[Location identification entries]
_____

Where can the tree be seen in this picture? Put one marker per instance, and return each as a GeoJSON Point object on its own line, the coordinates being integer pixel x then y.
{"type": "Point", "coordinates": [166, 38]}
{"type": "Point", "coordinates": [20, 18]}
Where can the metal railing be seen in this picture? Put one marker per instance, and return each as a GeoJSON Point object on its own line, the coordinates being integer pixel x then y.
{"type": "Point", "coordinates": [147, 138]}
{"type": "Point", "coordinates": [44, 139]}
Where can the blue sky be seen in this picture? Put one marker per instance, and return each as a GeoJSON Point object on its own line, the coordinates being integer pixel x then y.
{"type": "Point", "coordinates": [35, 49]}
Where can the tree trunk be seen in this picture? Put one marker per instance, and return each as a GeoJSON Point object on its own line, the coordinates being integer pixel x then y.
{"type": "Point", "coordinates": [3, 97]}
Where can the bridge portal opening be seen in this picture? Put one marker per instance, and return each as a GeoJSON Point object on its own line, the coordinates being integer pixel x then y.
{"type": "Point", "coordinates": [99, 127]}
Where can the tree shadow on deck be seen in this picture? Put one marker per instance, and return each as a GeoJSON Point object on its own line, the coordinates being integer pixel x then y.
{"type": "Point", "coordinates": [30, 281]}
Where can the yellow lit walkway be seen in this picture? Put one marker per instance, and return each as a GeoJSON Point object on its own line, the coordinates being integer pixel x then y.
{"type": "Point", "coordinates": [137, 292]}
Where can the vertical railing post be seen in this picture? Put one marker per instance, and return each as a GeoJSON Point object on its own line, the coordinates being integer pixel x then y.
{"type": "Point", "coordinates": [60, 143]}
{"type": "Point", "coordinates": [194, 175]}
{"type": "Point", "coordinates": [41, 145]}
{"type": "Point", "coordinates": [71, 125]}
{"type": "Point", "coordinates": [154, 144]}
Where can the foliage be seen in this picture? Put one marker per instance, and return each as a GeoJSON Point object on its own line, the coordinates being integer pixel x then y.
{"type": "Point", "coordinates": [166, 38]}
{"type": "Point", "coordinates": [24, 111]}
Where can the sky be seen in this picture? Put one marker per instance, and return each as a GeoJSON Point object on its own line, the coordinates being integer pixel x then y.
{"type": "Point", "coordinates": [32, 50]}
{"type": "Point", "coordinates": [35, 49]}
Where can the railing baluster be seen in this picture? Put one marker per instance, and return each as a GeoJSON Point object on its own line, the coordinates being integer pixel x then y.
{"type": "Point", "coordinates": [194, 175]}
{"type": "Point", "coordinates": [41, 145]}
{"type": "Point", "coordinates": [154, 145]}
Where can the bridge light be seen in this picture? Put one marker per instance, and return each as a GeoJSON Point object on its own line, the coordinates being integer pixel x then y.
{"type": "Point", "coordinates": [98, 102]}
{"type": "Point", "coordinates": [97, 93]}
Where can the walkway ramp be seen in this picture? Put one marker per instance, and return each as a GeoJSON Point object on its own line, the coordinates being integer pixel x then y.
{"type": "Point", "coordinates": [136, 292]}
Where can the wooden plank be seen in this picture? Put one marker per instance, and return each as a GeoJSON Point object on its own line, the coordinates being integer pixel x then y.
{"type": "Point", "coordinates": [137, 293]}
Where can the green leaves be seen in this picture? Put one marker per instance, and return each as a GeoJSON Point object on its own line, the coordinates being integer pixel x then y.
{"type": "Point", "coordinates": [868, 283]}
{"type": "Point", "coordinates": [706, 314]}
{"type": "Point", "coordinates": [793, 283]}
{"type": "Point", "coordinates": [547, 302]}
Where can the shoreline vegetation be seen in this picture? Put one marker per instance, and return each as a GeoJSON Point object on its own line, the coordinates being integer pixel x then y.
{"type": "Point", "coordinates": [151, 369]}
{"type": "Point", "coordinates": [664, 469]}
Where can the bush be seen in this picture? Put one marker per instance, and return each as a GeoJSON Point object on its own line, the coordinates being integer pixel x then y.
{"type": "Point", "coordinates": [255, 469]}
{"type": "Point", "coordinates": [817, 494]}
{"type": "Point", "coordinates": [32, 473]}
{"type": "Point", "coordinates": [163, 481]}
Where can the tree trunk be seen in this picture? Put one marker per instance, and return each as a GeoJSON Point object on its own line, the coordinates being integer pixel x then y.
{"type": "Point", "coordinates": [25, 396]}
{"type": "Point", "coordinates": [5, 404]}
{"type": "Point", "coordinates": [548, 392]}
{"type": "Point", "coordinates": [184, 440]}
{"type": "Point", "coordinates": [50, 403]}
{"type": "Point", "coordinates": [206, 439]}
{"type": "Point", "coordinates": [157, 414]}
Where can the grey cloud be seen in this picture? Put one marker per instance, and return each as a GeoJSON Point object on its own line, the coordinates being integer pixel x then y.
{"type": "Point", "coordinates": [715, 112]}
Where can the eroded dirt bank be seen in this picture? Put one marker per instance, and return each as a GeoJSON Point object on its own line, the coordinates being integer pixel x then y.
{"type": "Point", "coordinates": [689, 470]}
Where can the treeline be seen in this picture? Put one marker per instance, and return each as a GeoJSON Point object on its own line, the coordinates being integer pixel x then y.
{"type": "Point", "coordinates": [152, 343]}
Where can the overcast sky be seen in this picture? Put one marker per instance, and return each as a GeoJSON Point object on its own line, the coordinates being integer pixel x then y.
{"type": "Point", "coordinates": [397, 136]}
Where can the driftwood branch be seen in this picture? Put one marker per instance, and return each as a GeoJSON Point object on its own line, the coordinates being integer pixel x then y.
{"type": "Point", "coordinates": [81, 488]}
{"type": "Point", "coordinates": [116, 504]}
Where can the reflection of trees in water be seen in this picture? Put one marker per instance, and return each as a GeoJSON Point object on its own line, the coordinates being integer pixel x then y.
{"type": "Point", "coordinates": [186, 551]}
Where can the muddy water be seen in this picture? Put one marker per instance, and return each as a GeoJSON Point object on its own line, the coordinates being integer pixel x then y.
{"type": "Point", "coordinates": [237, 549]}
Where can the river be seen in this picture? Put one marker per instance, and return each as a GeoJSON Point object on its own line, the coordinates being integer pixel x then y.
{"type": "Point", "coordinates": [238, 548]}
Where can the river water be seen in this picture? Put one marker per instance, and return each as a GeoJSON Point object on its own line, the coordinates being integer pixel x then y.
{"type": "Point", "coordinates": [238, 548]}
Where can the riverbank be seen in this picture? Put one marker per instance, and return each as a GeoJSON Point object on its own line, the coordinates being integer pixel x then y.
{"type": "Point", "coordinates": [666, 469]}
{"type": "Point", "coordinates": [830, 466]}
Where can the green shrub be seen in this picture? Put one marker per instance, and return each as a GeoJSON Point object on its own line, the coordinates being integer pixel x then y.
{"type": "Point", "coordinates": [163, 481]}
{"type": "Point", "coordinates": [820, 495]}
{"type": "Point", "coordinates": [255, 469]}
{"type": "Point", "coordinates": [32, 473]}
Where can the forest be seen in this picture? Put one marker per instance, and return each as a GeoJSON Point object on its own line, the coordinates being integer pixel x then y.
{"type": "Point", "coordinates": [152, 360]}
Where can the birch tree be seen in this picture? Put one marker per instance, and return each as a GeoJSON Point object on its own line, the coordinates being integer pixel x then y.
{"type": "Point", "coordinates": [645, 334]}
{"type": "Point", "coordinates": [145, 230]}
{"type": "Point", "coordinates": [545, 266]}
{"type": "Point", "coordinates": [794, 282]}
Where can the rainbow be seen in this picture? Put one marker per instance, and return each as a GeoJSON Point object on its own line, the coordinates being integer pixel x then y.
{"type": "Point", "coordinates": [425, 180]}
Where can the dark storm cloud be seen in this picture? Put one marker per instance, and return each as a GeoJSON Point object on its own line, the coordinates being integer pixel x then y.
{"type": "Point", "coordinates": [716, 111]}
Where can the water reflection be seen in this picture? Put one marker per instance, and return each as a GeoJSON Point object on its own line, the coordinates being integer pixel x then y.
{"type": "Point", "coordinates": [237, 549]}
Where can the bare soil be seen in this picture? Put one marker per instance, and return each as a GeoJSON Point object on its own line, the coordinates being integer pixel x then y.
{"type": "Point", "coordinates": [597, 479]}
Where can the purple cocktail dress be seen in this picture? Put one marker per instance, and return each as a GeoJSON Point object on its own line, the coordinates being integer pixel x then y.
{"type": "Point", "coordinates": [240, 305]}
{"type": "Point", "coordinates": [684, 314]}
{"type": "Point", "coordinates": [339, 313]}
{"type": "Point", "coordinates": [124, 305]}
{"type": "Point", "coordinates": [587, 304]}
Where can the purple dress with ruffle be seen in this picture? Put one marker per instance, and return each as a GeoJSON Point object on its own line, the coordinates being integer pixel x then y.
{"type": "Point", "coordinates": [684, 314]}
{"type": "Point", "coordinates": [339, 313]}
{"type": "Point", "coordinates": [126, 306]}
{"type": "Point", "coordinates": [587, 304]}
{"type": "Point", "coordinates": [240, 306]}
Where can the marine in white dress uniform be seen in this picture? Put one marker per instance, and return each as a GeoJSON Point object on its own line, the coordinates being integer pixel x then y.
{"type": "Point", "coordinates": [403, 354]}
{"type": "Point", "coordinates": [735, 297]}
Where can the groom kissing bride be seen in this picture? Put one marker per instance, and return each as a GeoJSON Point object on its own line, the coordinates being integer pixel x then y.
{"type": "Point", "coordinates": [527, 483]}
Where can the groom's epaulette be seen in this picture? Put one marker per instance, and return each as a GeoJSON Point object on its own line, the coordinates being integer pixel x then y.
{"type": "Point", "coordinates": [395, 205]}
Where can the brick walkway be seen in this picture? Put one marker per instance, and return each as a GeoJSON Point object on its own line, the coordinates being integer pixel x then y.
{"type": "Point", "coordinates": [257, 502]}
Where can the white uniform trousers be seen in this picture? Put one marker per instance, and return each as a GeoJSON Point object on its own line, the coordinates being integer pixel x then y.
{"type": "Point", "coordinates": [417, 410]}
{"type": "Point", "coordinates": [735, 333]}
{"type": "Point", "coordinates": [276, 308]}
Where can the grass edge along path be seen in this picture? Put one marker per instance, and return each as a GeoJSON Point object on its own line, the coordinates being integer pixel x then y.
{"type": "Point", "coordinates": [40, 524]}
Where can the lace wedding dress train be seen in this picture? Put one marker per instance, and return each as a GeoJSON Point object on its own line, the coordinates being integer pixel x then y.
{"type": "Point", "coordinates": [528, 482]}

_____

WHAT THE EXERCISE ASKS: Give back the lines above exactly, from the one with "Where can the grass" through the last line.

REPLY:
Where can the grass edge along path be seen in this picture? Put one marker per instance, and return each as a GeoJSON Point object on its own line, the coordinates being integer pixel x then y.
{"type": "Point", "coordinates": [40, 524]}
Where can the lace wedding dress train be seen in this picture? Put one marker per instance, and return each as a GeoJSON Point object on its own line, the coordinates being integer pixel x then y.
{"type": "Point", "coordinates": [528, 482]}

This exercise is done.